▶ WRITTEN EXERCISE: Render every line of the items below as a JSON list of strings, one string per line, with blank lines dropped. Leave the pictures out of the answer.
MATERIAL PROVIDED start
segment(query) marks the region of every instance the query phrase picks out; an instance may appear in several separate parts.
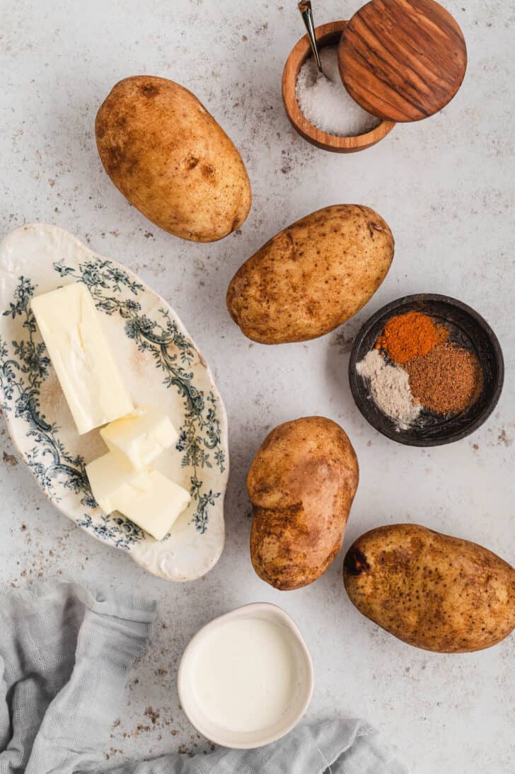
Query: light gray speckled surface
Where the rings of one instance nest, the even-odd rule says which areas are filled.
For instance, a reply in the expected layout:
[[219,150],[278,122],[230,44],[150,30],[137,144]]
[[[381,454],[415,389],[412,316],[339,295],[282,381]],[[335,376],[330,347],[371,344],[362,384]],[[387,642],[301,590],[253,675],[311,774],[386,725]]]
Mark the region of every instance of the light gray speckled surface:
[[[311,717],[362,716],[403,748],[419,774],[509,774],[515,759],[515,637],[476,655],[410,648],[346,598],[342,557],[311,587],[281,594],[249,563],[244,478],[265,433],[326,414],[349,433],[361,483],[345,546],[373,526],[417,521],[515,561],[515,14],[502,0],[448,0],[469,53],[465,80],[440,115],[398,126],[348,156],[316,150],[283,111],[284,60],[301,33],[294,0],[67,3],[4,0],[0,29],[0,232],[54,222],[138,272],[177,309],[215,369],[227,405],[232,472],[225,552],[205,578],[168,584],[94,543],[43,498],[0,425],[2,588],[56,574],[156,596],[157,626],[136,666],[106,755],[208,749],[178,707],[175,672],[191,635],[239,604],[270,601],[306,635],[316,670]],[[319,0],[318,23],[357,2]],[[510,34],[511,30],[511,34]],[[149,73],[194,91],[236,142],[254,204],[241,233],[215,245],[180,241],[146,221],[115,189],[94,147],[98,105],[122,77]],[[375,207],[395,235],[387,279],[355,320],[307,344],[252,345],[225,310],[228,280],[276,231],[326,204]],[[473,437],[423,450],[383,438],[352,404],[345,375],[359,324],[407,293],[456,296],[496,330],[506,382]]]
MATERIAL PROVIDED end
▶ SOLUTION:
[
  "segment(query) marks the region of every instance the query phrase picks out; an instance may appear in several separate parts.",
  "Query: light gray speckled surface",
  "Where the rings of one instance nest, the even-odd rule says which areas are filled.",
  "For instance, a reply in the expected layout:",
  "[[219,150],[278,122],[230,44],[150,30],[137,144]]",
  "[[[381,454],[415,389],[412,316],[339,295],[282,381]],[[335,376],[330,347],[371,344],[362,384]],[[387,642],[301,590],[253,675],[311,774],[386,725]]]",
  "Mark the region of every instance of the light gray speckled surface:",
  "[[[311,717],[362,716],[403,748],[419,774],[509,774],[515,759],[515,637],[476,655],[410,648],[346,598],[342,557],[311,587],[281,594],[249,563],[244,478],[265,433],[326,414],[349,433],[361,483],[345,546],[373,526],[417,521],[515,561],[515,14],[502,0],[448,0],[469,53],[465,80],[440,115],[398,126],[348,156],[316,150],[283,111],[284,60],[301,33],[294,0],[67,3],[4,0],[0,29],[0,232],[54,222],[138,272],[177,309],[215,369],[227,405],[232,472],[225,552],[205,578],[168,584],[94,543],[43,498],[0,425],[2,588],[56,574],[156,596],[157,626],[136,666],[106,755],[208,749],[178,707],[175,672],[191,635],[239,604],[270,601],[306,635],[316,670]],[[319,0],[318,23],[357,2]],[[510,34],[511,30],[511,34]],[[149,73],[194,91],[236,142],[254,204],[241,233],[215,245],[180,241],[146,221],[115,189],[94,147],[98,105],[122,77]],[[375,207],[395,235],[387,279],[355,320],[307,344],[252,345],[225,310],[228,280],[276,231],[326,204]],[[473,437],[423,450],[383,438],[352,404],[345,375],[359,324],[407,293],[456,296],[496,330],[506,382]]]"
]